# SUPPLIED DATA:
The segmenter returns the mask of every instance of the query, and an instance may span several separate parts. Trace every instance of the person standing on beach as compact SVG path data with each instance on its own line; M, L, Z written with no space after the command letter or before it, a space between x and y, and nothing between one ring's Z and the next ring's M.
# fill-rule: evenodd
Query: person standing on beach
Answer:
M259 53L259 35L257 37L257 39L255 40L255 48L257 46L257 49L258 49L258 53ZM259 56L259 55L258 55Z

# GIVEN TASK:
Copy out every row above, line for line, changing nothing.

# RESULT OF THIS EXERCISE:
The segmenter returns the mask of every instance of the query, and an instance may span several separate parts. Trace every instance of the person standing on beach as compact SVG path data with each instance on its own line; M, L, Z written with no space after the command letter or before it, a space between x and y, and nothing between one ring's Z and the next ring's M.
# fill-rule: evenodd
Query: person standing on beach
Answer:
M259 53L259 35L257 37L257 39L255 40L255 48L257 46L257 49L258 49L258 53ZM259 56L259 55L258 55Z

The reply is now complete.